** begin Supplied material **

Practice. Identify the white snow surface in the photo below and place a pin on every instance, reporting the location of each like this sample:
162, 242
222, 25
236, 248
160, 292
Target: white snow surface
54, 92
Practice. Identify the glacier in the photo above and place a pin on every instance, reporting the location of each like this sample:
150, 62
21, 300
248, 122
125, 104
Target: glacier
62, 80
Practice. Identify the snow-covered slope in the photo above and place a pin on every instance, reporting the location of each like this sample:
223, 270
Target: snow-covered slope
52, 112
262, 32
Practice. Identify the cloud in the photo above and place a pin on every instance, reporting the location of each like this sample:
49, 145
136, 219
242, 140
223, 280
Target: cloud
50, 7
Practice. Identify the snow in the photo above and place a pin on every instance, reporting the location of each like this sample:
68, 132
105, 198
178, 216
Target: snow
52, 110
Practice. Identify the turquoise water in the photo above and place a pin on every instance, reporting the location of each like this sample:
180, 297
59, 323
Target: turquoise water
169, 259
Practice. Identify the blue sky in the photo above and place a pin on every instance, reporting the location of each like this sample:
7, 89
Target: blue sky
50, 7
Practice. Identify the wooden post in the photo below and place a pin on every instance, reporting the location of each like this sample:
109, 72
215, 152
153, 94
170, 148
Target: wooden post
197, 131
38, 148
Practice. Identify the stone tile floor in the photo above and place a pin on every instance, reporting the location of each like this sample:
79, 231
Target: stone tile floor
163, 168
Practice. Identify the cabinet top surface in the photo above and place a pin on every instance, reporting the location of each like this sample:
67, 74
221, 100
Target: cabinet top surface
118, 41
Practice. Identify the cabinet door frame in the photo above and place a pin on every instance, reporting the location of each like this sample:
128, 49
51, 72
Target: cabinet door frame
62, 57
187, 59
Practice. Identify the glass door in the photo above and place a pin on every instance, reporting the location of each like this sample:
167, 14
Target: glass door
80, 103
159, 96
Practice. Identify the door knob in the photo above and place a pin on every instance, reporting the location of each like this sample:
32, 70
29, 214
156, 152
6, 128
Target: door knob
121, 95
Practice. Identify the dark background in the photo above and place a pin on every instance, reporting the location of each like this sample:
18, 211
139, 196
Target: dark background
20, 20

** end Supplied material **

Problem details ->
Retype every record above exactly as it appears.

Written response ->
Practice. Identify the white snow surface in the photo below and place a pin on every instance, reporting the location of each like this sample:
162, 242
222, 25
236, 248
160, 292
Target: white snow surface
54, 92
Practice. Identify the glacier in the photo above and place a pin on every instance, reporting the location of each like this sample:
150, 62
21, 300
248, 122
125, 104
Target: glacier
62, 80
Practice. Identify the snow-covered slope in the photo above and place a pin on every instance, reporting the location of each like this sample:
223, 270
Target: snow-covered slope
52, 112
262, 32
Practice. Identify the cloud in the photo above and place a pin on every instance, reporting the location of each like this sample:
49, 145
136, 219
242, 140
223, 280
Target: cloud
50, 7
Practice. Identify the snow in the photo above and place a pin on every instance, reporting the location of each like this sample:
68, 132
105, 198
178, 216
Target: snow
52, 110
Practice. Identify the turquoise water in the photo above and place a pin on every instance, reporting the location of each like this sample:
180, 297
59, 323
Target: turquoise water
169, 259
Practice. Identify the blue sky in the photo above and place a pin on every instance, reporting the location of each like this sample:
7, 89
Target: blue sky
50, 7
Practice. Identify the wooden post in the photo below and place a pin on every instance, reporting the location of each like this sample:
109, 72
215, 152
153, 94
170, 148
Target: wooden post
197, 131
38, 148
Practice. Identify the stone tile floor in the photo above and place a pin on every instance, reporting the location of each like this sample:
79, 231
Target: stone tile floor
163, 168
Practice. Identify the cabinet top surface in the photo above and place a pin on every instance, reporting the location of each like this sample:
67, 74
221, 100
Target: cabinet top surface
118, 41
Practice. Identify the cabinet door frame in the photo above and place a pin on every instance, reporting the location of each like this sample:
128, 49
51, 72
Target: cabinet door frame
62, 57
187, 59
Practice. Identify the glass door in the photo above and place a pin on every instance, reporting the location of each like this sample:
167, 14
Target: glass door
80, 103
159, 96
Practice. Identify the door knob in the photo above and place a pin on every instance, reporting the location of each like this sample:
32, 70
29, 214
156, 152
6, 128
Target: door knob
121, 95
Practice. Identify the dark background in the photo above and place a pin on every instance, reporting the location of each like this sample:
18, 211
139, 196
Target: dark background
20, 20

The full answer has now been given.